TASK PROMPT: Reproduce the entries in full, with no changes.

AVAILABLE RECORDS:

• • •

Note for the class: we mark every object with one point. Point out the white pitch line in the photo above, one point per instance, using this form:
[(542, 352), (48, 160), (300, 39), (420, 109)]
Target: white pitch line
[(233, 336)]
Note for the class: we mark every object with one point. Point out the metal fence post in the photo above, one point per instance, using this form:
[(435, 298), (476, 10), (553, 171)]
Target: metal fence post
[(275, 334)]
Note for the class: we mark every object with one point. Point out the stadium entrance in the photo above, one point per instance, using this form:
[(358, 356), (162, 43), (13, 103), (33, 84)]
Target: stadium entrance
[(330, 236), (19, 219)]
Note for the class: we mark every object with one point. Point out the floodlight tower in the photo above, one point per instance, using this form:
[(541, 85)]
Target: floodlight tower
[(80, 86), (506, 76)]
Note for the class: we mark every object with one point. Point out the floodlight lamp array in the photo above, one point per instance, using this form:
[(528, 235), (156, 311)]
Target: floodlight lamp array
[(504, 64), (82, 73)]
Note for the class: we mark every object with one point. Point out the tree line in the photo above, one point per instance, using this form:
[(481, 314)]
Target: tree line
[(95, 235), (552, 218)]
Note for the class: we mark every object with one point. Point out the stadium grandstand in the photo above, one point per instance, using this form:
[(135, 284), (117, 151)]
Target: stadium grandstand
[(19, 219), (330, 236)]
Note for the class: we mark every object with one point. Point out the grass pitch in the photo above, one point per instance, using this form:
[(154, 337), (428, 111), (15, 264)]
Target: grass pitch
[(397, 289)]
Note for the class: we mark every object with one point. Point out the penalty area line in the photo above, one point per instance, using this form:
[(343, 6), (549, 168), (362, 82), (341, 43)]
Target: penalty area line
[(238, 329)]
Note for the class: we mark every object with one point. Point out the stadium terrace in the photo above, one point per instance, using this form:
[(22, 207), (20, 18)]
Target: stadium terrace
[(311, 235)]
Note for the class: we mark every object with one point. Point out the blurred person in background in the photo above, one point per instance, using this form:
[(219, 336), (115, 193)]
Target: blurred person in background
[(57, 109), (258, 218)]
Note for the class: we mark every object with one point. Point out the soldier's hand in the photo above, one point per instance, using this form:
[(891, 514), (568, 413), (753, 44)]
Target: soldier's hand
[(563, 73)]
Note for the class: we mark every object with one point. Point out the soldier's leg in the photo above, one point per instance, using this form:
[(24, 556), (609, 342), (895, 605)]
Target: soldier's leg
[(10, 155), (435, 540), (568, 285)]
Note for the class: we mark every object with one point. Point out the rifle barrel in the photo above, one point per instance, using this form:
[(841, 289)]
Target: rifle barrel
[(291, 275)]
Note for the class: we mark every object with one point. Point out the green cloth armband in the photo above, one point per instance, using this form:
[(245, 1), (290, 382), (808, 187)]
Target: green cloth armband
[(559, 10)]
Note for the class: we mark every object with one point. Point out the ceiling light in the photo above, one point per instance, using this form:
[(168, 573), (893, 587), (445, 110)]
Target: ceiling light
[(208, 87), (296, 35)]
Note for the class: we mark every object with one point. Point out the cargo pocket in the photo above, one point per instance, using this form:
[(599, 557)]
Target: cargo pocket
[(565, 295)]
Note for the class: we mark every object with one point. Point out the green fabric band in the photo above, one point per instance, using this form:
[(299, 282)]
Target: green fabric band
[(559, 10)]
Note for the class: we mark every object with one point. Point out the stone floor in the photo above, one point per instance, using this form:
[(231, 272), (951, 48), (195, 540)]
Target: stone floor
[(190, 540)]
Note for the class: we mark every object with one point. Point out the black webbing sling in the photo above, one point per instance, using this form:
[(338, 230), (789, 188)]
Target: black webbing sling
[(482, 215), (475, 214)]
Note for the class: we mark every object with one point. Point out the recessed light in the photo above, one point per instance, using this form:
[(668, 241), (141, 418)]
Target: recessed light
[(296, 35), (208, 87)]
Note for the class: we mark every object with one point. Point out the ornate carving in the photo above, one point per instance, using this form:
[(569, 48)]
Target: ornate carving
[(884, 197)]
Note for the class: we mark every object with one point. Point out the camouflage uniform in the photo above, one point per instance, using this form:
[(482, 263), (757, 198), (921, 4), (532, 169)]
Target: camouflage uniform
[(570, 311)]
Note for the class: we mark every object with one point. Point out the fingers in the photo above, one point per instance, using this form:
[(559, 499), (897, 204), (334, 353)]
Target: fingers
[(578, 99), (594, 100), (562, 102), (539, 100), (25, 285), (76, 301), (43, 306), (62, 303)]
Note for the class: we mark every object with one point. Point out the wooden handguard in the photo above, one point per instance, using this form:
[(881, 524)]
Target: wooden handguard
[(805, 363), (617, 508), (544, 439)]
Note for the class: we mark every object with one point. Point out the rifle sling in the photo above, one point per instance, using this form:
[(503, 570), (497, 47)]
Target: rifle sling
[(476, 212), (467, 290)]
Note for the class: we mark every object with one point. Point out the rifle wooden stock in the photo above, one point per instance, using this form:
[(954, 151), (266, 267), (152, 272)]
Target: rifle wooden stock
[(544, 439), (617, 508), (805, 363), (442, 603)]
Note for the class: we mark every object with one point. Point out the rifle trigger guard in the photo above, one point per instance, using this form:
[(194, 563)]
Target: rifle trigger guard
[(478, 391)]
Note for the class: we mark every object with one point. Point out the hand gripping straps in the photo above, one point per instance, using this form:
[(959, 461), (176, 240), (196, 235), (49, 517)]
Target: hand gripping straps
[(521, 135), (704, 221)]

• • •

WRITTEN REPLY:
Note for the class: we mark every object with one point. Point out the white pitch line in the photo above, one point per instance, using this form:
[(542, 352), (48, 160), (300, 39), (420, 109)]
Target: white pitch line
[(233, 336)]
Note for the class: we mark every object with one point. Point out the metal fence post in the photo above, one point per instance, using this form:
[(435, 298), (476, 10), (553, 171)]
Target: metal fence post
[(275, 334)]
Note for the class: we mark every object with one point. Point out the stadium entrance in the photo above, one point per instance, using this form:
[(358, 356), (162, 43), (13, 103), (33, 84)]
Target: stadium entrance
[(330, 236), (19, 219)]
Note for the class: we mark every object with one point. Point out the floodlight tower in the photo above, one point per instance, using this form:
[(541, 85)]
Target: floodlight tower
[(80, 86), (506, 76)]
Note for the class: we mark every object with one point. Point out the floodlight lamp array in the photo above, one point per instance, using this form:
[(528, 235), (156, 311)]
Target: floodlight lamp array
[(504, 64), (82, 73)]
Note for the class: we mark every object with one point. Point out the tree line in the photo above, one point per instance, using this form:
[(481, 314)]
Target: tree line
[(95, 235), (552, 218)]
Note for the class: we mark every object with one point. Point out the stadium grandstand in the photo above, one point per instance, using this form:
[(135, 284), (117, 151)]
Target: stadium grandstand
[(19, 219), (330, 236)]
Note for the class: we mark every object with one point. Point out the grass pitch in the photo above, one point per instance, using this form:
[(154, 337), (428, 111), (15, 264)]
Target: grass pitch
[(397, 289)]
Note for the class: we mark every object with one point. Point out the penalty area line in the photo above, one point per instance, using this form:
[(343, 6), (549, 168), (362, 82), (341, 43)]
Target: penalty area line
[(238, 329)]
Note for the class: we mark every object with one point. Point out the stadium terrace in the photo above, one point per instance, using this form:
[(22, 207), (20, 18)]
Target: stadium terrace
[(311, 235)]
Note for the class: we mark every object with one point. Point out the blurred person in background in the photo above, one point per instance, using this form:
[(219, 336), (115, 193)]
Target: blurred person in background
[(57, 109), (258, 218)]
Note for the class: we mark every object with one point. Point out the soldier's hand in the photo above, one point per instance, using this form:
[(891, 514), (568, 413), (753, 44)]
Target: soldier's hand
[(563, 73)]
Note for the class: we mark every object with one point. Point out the soldier's leg in the photo above, one point per instance, using this form:
[(24, 556), (609, 342), (895, 605)]
Target: soldier's leg
[(10, 155), (435, 540), (568, 285)]
Note for the class: we mark every object with one point. Point out the rifle barrel in the photo above, one point per instance, using this form:
[(841, 289)]
Target: rifle barrel
[(291, 275)]
Note for the class: we mark every object with one point. Point out the green cloth armband in the photo above, one point per instance, using this form:
[(245, 1), (290, 382), (808, 187)]
Target: green cloth armband
[(559, 10)]
Note for the class: we mark every object with one point. Point out the ceiling light in the photo above, one point per instance, using this form:
[(168, 573), (893, 587), (445, 110)]
Target: ceiling light
[(208, 87), (296, 35)]
Note for the class: we mark every object with one point. Point out the cargo pocket in the photo above, one point per instance, using this form:
[(599, 557)]
Target: cargo pocket
[(565, 295)]
Note for the class: we mark every object with one point. Point out the green fabric band in the photo above, one point per instance, using this form:
[(299, 282)]
Target: green fabric band
[(559, 10)]
Note for the class: we mark every object with one point. Point out the stone floor in the photo above, one point per instance, using this form:
[(231, 272), (951, 48), (195, 540)]
Target: stone floor
[(190, 540)]
Note for the class: we mark every object with one point. Point out the black webbing sling in the photo above, one point per instance, using this form:
[(338, 230), (789, 188)]
Target: black webbing sling
[(482, 215), (475, 214)]
Note for the class: we mark every object with one point. Point out the recessed light in the photo above, one point per instance, using this form:
[(668, 241), (141, 418)]
Target: recessed light
[(296, 35), (208, 87)]
Note for the class: we mark every object with one point. Point out the ornate carving in the photo above, one point per instance, using this form:
[(569, 48)]
Target: ornate carving
[(884, 197)]
Note for the class: we mark every object with one point. Point out the camouflage uniform in the photo above, one point per instance, using this form:
[(482, 263), (757, 198), (921, 4), (532, 169)]
Target: camouflage uniform
[(570, 311)]
Note for the class: we mark every object with one point. Point out the fingers in the photo above, one point per instance, using this form:
[(559, 499), (897, 204), (334, 353)]
Target: fingers
[(578, 99), (594, 100), (562, 102), (539, 100), (25, 285), (76, 301), (43, 306), (62, 303)]
Note for the class: we mark every object with one point. Point out the wooden handguard in the photo above, one point per instance, using this form:
[(881, 524)]
Target: wooden handguard
[(805, 363), (617, 508), (544, 439)]
Note for the class: we mark every object with one point. Point out the rifle sling in the photo above, one point per instance, using this form:
[(503, 570), (497, 47)]
Target: rifle sling
[(476, 212), (467, 290)]
Note for the class: we mark every object with one point. Point out the rifle wooden stock in the photo above, one point per instance, using this form:
[(954, 151), (266, 267), (152, 272)]
Target: rifle wooden stock
[(544, 439), (617, 508), (805, 363), (442, 603)]
Note for the class: we mark every object with one point. Point out the rifle trigger guard in the photo above, one point per instance, using this form:
[(194, 563)]
Target: rifle trigger guard
[(478, 391)]
Note for the class: we mark every object with one point. Point out the hand gripping straps in the photo above, one point per instance, using this form:
[(959, 461), (176, 240), (196, 235), (49, 517)]
Target: hand gripping straps
[(521, 135), (704, 221)]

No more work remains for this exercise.